Exercise details:
Could you print each of the items below word for word, leaving out the pictures?

Data shown:
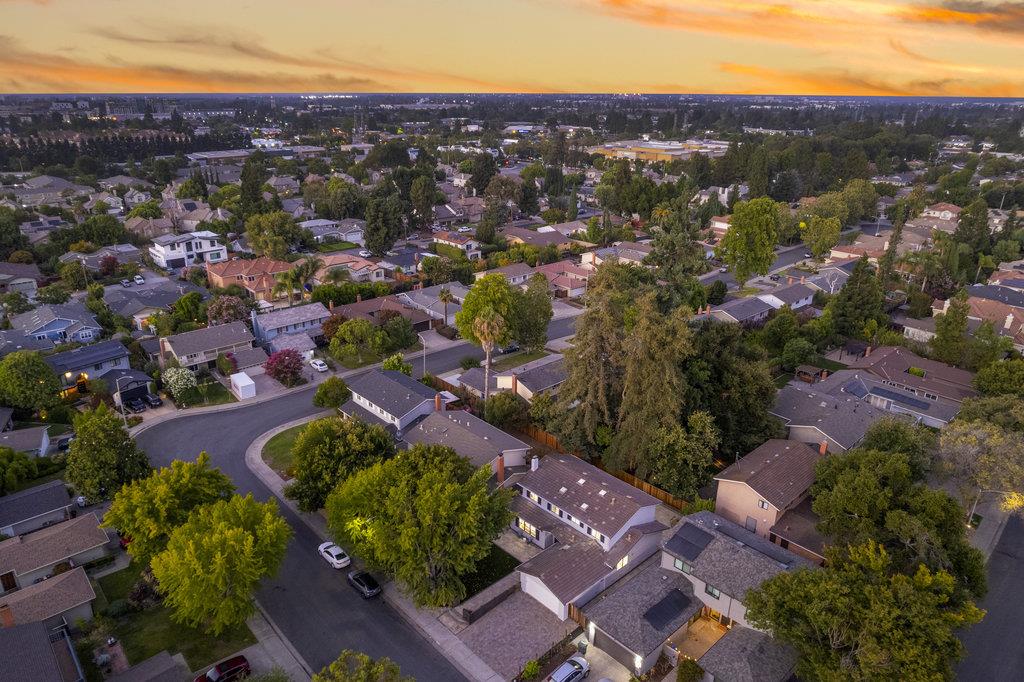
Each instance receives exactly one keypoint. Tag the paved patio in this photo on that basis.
(515, 631)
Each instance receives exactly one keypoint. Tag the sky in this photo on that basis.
(848, 47)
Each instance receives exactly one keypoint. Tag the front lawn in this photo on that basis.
(278, 451)
(336, 246)
(492, 568)
(146, 633)
(515, 359)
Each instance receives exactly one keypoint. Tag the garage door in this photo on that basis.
(613, 648)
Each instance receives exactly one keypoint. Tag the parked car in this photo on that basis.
(135, 405)
(572, 670)
(232, 669)
(334, 555)
(365, 584)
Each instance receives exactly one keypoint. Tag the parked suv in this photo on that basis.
(225, 671)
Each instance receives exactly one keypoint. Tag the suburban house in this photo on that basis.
(757, 489)
(19, 278)
(256, 275)
(349, 229)
(797, 296)
(41, 573)
(173, 252)
(358, 268)
(58, 323)
(464, 243)
(592, 526)
(516, 273)
(293, 328)
(33, 652)
(688, 601)
(199, 348)
(122, 253)
(813, 416)
(908, 372)
(391, 398)
(79, 365)
(565, 279)
(753, 310)
(470, 436)
(632, 253)
(34, 508)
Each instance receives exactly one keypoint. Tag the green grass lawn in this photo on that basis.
(495, 566)
(146, 633)
(515, 359)
(278, 451)
(335, 246)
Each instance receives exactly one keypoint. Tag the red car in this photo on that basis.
(232, 669)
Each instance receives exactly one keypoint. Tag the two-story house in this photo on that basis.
(390, 398)
(173, 252)
(58, 323)
(201, 347)
(592, 526)
(78, 366)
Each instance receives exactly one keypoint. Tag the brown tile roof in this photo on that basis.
(51, 545)
(49, 598)
(780, 471)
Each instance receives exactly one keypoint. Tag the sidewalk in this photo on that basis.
(446, 643)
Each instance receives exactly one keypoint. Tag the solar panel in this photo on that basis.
(689, 542)
(671, 605)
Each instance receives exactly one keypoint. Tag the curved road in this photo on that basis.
(309, 601)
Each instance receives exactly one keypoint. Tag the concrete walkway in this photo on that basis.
(446, 643)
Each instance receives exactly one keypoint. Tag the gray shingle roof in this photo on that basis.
(390, 390)
(33, 502)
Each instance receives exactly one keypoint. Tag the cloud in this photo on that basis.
(995, 17)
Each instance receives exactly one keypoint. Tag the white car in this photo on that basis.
(334, 555)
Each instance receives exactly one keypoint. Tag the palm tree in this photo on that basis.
(445, 297)
(488, 327)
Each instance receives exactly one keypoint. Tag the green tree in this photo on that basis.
(820, 235)
(749, 246)
(102, 457)
(949, 343)
(434, 526)
(858, 620)
(682, 457)
(27, 381)
(1001, 378)
(329, 451)
(333, 392)
(216, 559)
(397, 364)
(147, 510)
(357, 667)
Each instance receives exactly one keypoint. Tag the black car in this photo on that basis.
(365, 584)
(135, 405)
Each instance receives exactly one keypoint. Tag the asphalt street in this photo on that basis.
(311, 603)
(994, 646)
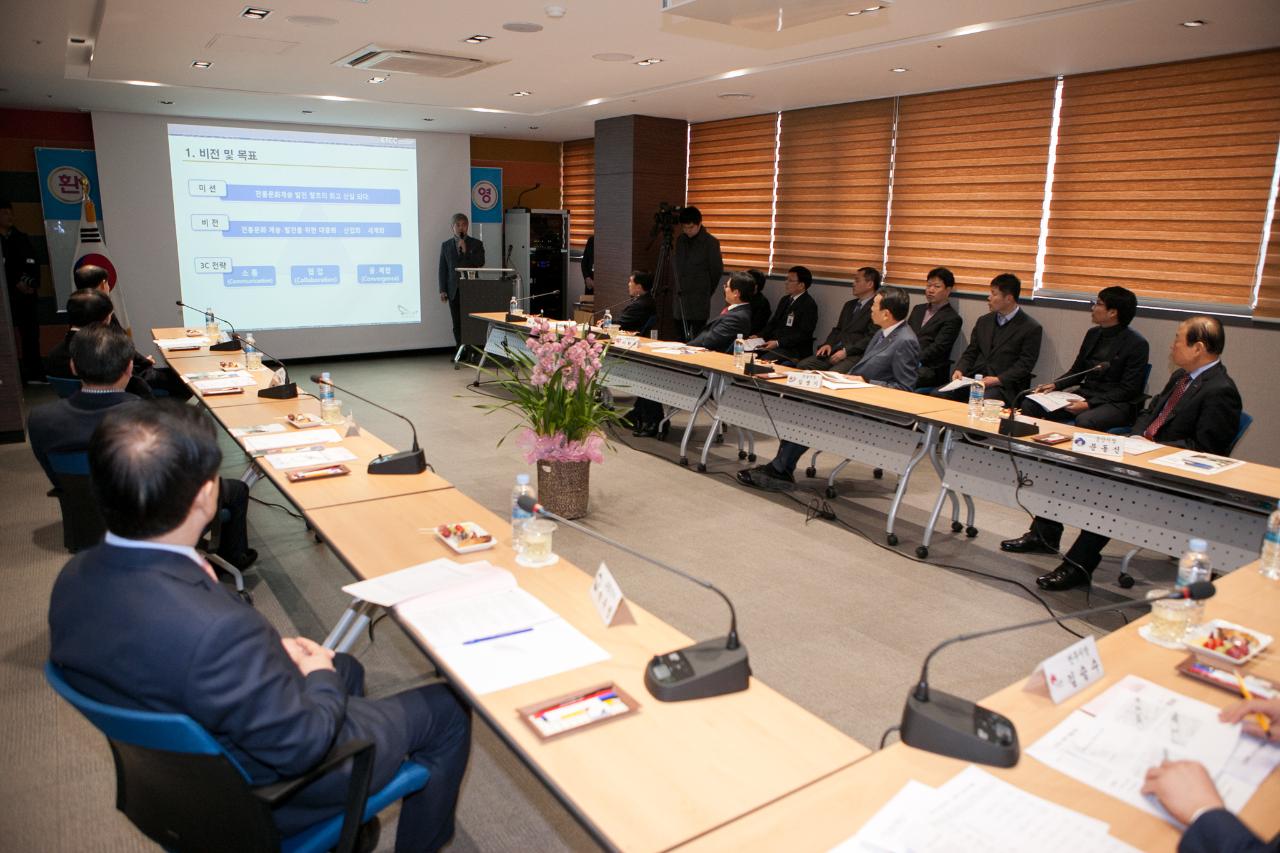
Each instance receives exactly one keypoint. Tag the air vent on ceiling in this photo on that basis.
(412, 62)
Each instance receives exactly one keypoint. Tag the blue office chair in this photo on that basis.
(177, 784)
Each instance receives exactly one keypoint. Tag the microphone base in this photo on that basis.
(1015, 428)
(286, 391)
(698, 671)
(947, 725)
(398, 463)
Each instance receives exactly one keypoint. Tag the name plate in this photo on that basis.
(1098, 445)
(804, 379)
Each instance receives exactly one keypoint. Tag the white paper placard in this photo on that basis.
(606, 594)
(1098, 445)
(1069, 671)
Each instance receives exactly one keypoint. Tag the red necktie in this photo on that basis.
(1166, 413)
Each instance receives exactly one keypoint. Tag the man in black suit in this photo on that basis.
(789, 333)
(1200, 409)
(457, 251)
(101, 356)
(937, 325)
(141, 621)
(1112, 395)
(853, 331)
(1004, 346)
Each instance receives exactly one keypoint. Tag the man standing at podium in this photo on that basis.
(457, 251)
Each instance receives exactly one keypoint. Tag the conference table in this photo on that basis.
(648, 781)
(833, 808)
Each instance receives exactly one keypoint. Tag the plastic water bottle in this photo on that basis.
(1194, 566)
(1270, 566)
(977, 393)
(519, 516)
(252, 356)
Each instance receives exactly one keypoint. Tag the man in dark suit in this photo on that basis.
(140, 621)
(937, 324)
(103, 357)
(1004, 346)
(853, 331)
(891, 360)
(457, 251)
(1112, 395)
(699, 268)
(789, 333)
(1200, 409)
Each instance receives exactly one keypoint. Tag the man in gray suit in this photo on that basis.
(891, 359)
(455, 252)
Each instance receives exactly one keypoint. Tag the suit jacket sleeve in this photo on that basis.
(242, 684)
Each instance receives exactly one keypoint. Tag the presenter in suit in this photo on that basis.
(1200, 409)
(891, 360)
(457, 251)
(140, 621)
(789, 333)
(1004, 346)
(1187, 792)
(101, 357)
(1111, 397)
(937, 324)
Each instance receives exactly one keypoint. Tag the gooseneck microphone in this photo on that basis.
(411, 461)
(228, 346)
(712, 667)
(949, 725)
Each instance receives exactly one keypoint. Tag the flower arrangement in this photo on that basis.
(556, 388)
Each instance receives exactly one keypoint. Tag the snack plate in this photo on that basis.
(1196, 638)
(472, 528)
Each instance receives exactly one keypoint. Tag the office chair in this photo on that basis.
(177, 784)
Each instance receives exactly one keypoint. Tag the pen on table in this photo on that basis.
(1264, 723)
(484, 639)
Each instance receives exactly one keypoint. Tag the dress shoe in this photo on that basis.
(1029, 542)
(1064, 578)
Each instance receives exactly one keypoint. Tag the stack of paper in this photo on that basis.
(977, 811)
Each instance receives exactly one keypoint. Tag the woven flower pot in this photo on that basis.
(563, 487)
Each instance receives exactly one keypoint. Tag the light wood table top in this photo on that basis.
(333, 491)
(835, 808)
(652, 780)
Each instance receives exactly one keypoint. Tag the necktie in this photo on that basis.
(1166, 413)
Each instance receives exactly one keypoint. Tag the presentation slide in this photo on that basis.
(296, 229)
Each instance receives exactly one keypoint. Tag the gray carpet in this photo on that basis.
(833, 617)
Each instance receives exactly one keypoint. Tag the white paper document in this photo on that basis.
(1111, 742)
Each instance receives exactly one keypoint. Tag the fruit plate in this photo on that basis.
(465, 537)
(1252, 639)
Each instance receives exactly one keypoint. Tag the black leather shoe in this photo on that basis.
(1064, 578)
(1027, 543)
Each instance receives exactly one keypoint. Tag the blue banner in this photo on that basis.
(485, 195)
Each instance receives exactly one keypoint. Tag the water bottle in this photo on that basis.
(977, 393)
(1194, 566)
(1270, 566)
(252, 356)
(519, 516)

The reply:
Each instance receives exactly one keypoint. Tag the paved patio in this photo on that basis.
(515, 631)
Each instance receives exactly one keypoint. Tag the sky in this photo on that basis.
(848, 47)
Each instance receives exactly one keypoint. Tag the front lawn in this photo on that basis.
(278, 451)
(336, 246)
(492, 568)
(146, 633)
(515, 359)
Each instance receives exactly one keypoint. Tag the garage door in this photo on that basis.
(613, 648)
Each instance receives exactly one keypoint. Tag the parked car in this photo on that basis.
(135, 405)
(572, 670)
(232, 669)
(334, 555)
(365, 584)
Each instance receives exactly one keypoint. Tag the parked suv in this photo on that basis.
(225, 671)
Each instance receives exactly one keypoint. Tag the suburban house in this photo on that basis.
(757, 489)
(19, 278)
(256, 275)
(349, 229)
(797, 296)
(41, 573)
(173, 252)
(358, 268)
(58, 323)
(464, 243)
(592, 526)
(516, 273)
(293, 328)
(33, 652)
(688, 601)
(199, 348)
(122, 253)
(813, 416)
(908, 372)
(391, 398)
(79, 365)
(565, 279)
(753, 310)
(470, 436)
(632, 253)
(34, 508)
Each instance receives exactly one keypoint. Tag the green grass lawn in this photo on that basis.
(495, 566)
(146, 633)
(515, 359)
(278, 451)
(335, 246)
Each instance receives exactly one keypoint. Tag the red car in this photo on that basis.
(232, 669)
Each instance receives exactly one keypoint. Tag the two-story house in this photo on that basis.
(390, 398)
(173, 252)
(58, 323)
(201, 347)
(592, 526)
(78, 366)
Each instance receives exactly one keypoint. Tag the brown tile roof in this photo on that basis.
(51, 545)
(49, 598)
(780, 471)
Each instance receives exactly one keypoint. Tag the sidewalk in this photo on that basis.
(446, 643)
Each instance receives exactly one keypoint. Tag the solar panel in this photo on that basis.
(689, 542)
(671, 605)
Each instance receives exactly one keypoint. Tag the curved road in this photo on that basis.
(309, 601)
Each instance receives exactly one keypoint. Tag the concrete walkway in this photo on that basis.
(446, 643)
Each instance receives exactly one keypoint. Tag the gray shingle roof in this photo on that basis.
(390, 390)
(33, 502)
Each instance receives exactly one keypoint. Tag the cloud in this photo on that basis.
(995, 17)
Each instance receives exactly one keypoint. Tag the white car in this photo on that basis.
(334, 555)
Each instance receives exactly one keypoint. Tag the palm tree in this photo on that basis.
(445, 297)
(488, 327)
Each instance receives exactly one keypoint. Tag the green tree in this photo on that basis.
(820, 235)
(749, 246)
(102, 457)
(949, 343)
(434, 526)
(858, 620)
(682, 457)
(27, 381)
(1001, 378)
(329, 451)
(333, 392)
(216, 559)
(397, 364)
(147, 510)
(357, 667)
Each instance receives exactly one keypoint. Tag the black car in this photo on that basis.
(365, 584)
(135, 405)
Each instance receives exactly one keypoint. Tag the asphalt street in this photo on that basis.
(311, 603)
(994, 646)
Each instance receives exactly one keypoint. Tag the air vent on ceiling in this photo on that basis.
(412, 62)
Each instance receives exactly one keypoint. Tag the blue office chair in this photo on that basis.
(177, 784)
Each instance receives exactly one keypoint. Tag the microphone base in this photo on that basis.
(1015, 428)
(286, 391)
(698, 671)
(947, 725)
(398, 463)
Each instance receives exactly one keypoint. Tag the name plate in this photo on that basis.
(1098, 445)
(804, 379)
Each instance receives exactly one keypoint. Tag the white paper placard in this photo on that basis.
(606, 594)
(1098, 445)
(1069, 671)
Each instance receives exactly one keypoint. Tag the red necktie in this photo on that basis.
(1166, 413)
Each instance receives exactly one keypoint. Tag the man in black suit in this photo on that basis.
(789, 333)
(1200, 409)
(457, 251)
(101, 356)
(937, 325)
(141, 621)
(1112, 395)
(853, 331)
(1004, 346)
Each instance receives exactly one keypoint. Tag the man standing at podium in this photo on that basis.
(457, 251)
Each instance receives exactly one keypoint. Tag the conference table in this photo on that basis.
(648, 781)
(833, 808)
Each instance receives exactly one keypoint. Tag the plastic water bottle in this photo on that basis.
(1194, 566)
(1270, 566)
(977, 393)
(519, 516)
(252, 356)
Each instance receives exactly one keypoint. Tag the man in dark suit in this photo on that basis.
(140, 621)
(937, 324)
(103, 357)
(1004, 346)
(853, 331)
(891, 360)
(457, 251)
(1112, 395)
(699, 268)
(789, 333)
(1200, 409)
Each instance receives exactly one keypoint. Tag the man in gray suit in this photo on that basis.
(891, 359)
(455, 252)
Each instance receives exactly one keypoint. Tag the suit jacket sleeve in this photo on that basis.
(242, 684)
Each instance receives exactly one keypoint. Tag the presenter in suit in this photo on that basis.
(1200, 409)
(891, 360)
(457, 251)
(140, 621)
(789, 333)
(1004, 346)
(1187, 792)
(101, 357)
(1111, 397)
(937, 324)
Each instance receives exactly one keypoint. Tag the gooseneck microphone in this photo on that basis.
(411, 461)
(228, 346)
(712, 667)
(949, 725)
Each instance receives exactly one keypoint. Tag the flower arrangement in this photo on that basis.
(556, 388)
Each instance receives exactly one keypoint. Tag the snack plate in this photo on that basis.
(1196, 638)
(472, 528)
Each instance receives exactly one keypoint. Tag the office chair in this photo on that basis.
(177, 784)
Each instance receives exactly one keypoint. Tag the pen on table in this photo on that basis.
(1264, 723)
(484, 639)
Each instance receives exactly one keypoint. Tag the dress shoe in this photo on that basis.
(1029, 542)
(1064, 578)
Each instance receives exactly one keypoint. Tag the stack of paper in this photo on that basis.
(977, 811)
Each instance receives exactly one keypoint. Tag the woven flower pot in this photo on that basis.
(563, 487)
Each instance receives exactly one keypoint. Tag the light wood table top in this photo on that basis.
(333, 491)
(835, 808)
(652, 780)
Each instance receives exactly one keypoint. Tag the necktie in this photo on that basis.
(1166, 413)
Each instance receives exactly one keypoint. Tag the presentation slide in this photo on that basis.
(296, 229)
Each instance receives exactly one keypoint. Tag the gray carpet in this photo on that basis.
(833, 617)
Each instance receives exactly one keypoint. Tag the white paper document in this photo on that basis.
(1111, 742)
Each instance receives exactly one keypoint. Tag the fruit plate in this photo on that basis.
(465, 537)
(1252, 639)
Each instance receives exactly one keypoint. Tag the black leather shoe in this photo on that basis.
(1064, 578)
(1027, 543)
Each instance receives exactly one keypoint. Tag the blue banner in this photo on that basis.
(485, 195)
Each instance receives exactly one keypoint. Tag the water bottle in this photo on that basis.
(977, 393)
(1194, 566)
(1270, 566)
(252, 356)
(519, 516)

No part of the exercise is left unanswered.